■ **Text block**
The optical path length of every potential path must be equal in order to obtain a stigmatic optical system [37]. This requirement constrains the design possibilities of the optical system, influencing the shape the second interface, whether or not this interface implements a phase term $\psi$. The design is referenced with a ray characterized by a path $\text {OPL}_{ref}$, to which any possible other path $\text {OPL}_{r_a}$ is to be compared. From geometry, the optical path lengths of both the reference and the arbitrary rays are

(10)$$\text{OPL}_{ref} = n_o \sqrt{h_o^2+l_o^2} + n_i \sqrt{\left(h_i-\frac{P_r(0) (t-d)}{P_z(0)}\right)^2+(d+l_i)^2}+ n_s\frac{(t-d)}{P_z(0)}+\phi(0)+\psi(r_b|_{r_a=0})$$

(11)$$\begin{aligned} \text{OPL}_{r_a} = &n_o \sqrt{(r_a-h_o)^2+(z_a-l_o)^2}+n_i \sqrt{(h_i-(r_a+\Theta P_r))^2+(-(z_a+\Theta P_z)+t+l_i)^2}\\ & \qquad +n_s \Theta + \phi(ra)+\psi(r_b|_{r_a}) , \end{aligned}$$

where $\Theta (0) = \frac {t-d}{Pz(0)}$ is the path length of the reference ray in the substrate. $l_i$ is referenced about $t$ as seen in Fig. 1 representing an effective back focal length. In the case of a radially symmetric system, $\Theta (0)= t$. Setting the properties of the first interface ($z_a, \phi$), $\Theta$ can be explicitly solved via $\text {OPL}_{ref} = \text {OPL}_{r_a}$. The established relations are pertinent when we consider that the lens thickness approaches zero [36].

(12)$$\begin{aligned} \psi(r_b|_{r_a}) - \psi(r_b|_{r_a=0}) &= n_o \left(\sqrt{h_o^2+l_o^2} - \sqrt{(r_a-h_o)^2+(z_a-l_o)^2}\right)\\ &\qquad +n_i \left(\sqrt{(h_i-(r_a+\Theta P_r))^2+(-(z_a+\Theta P_z)+ t+l_i)^2} \right)\\ & \qquad +n_s \left( \frac{ (t-d)}{P_z(0)} - \Theta \right) - \phi(r_a) + \phi(0) .\end{aligned}$$

Thus, the phase profile at the second surface and its curvature (respectively given by $\psi (r_b)$ and $r_b,z_b$) can be computed analytically from Eqs. (1) and (12).

■ **Dataset extract**
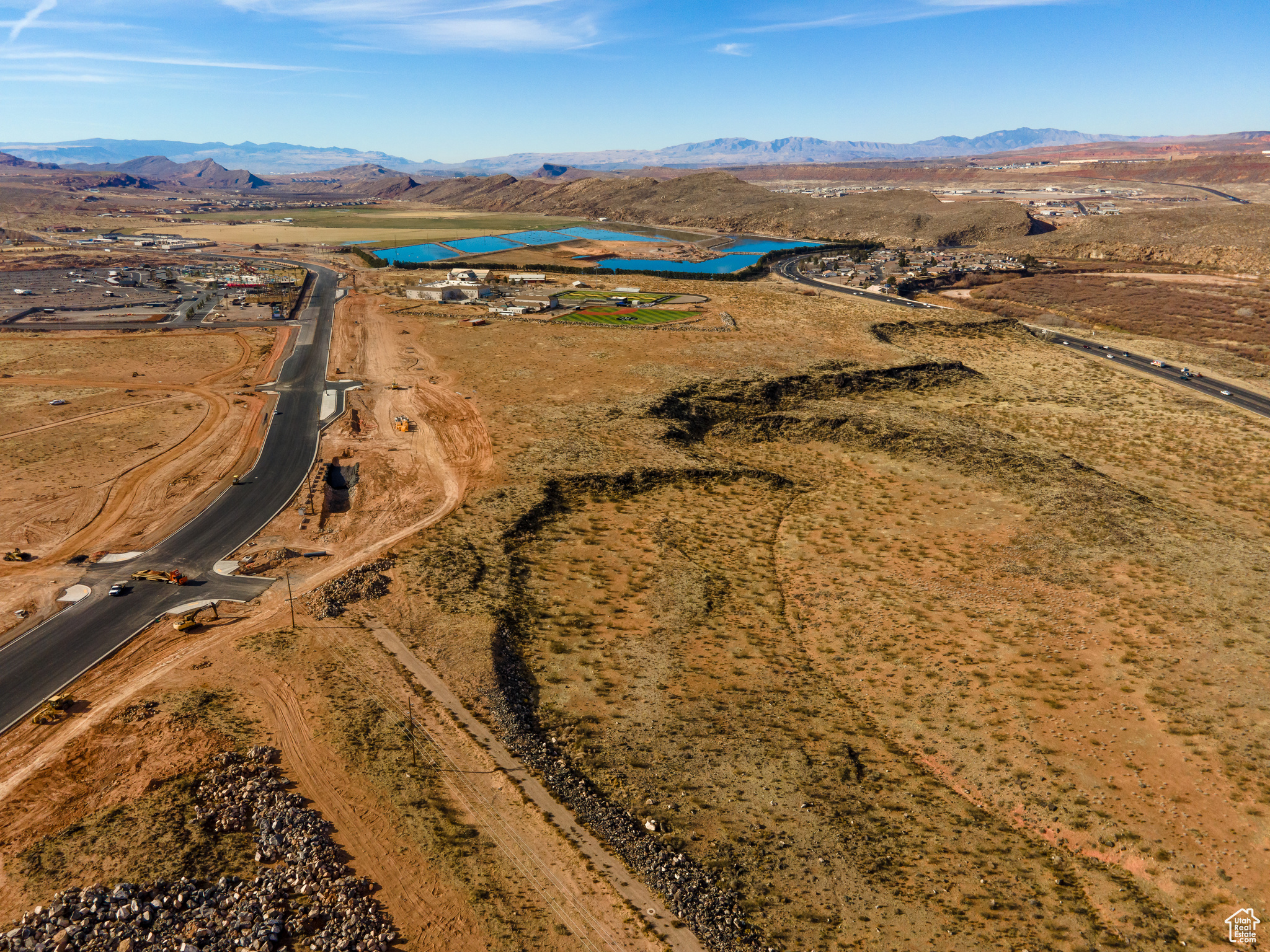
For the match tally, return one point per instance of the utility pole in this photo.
(409, 706)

■ **Given instruction**
Print the stretch of the optical path length passage from "Thus, the phase" through "(1) and (12).", copied word for word.

■ **Answer to the problem**
Thus, the phase profile at the second surface and its curvature (respectively given by $\psi (r_b)$ and $r_b,z_b$) can be computed analytically from Eqs. (1) and (12).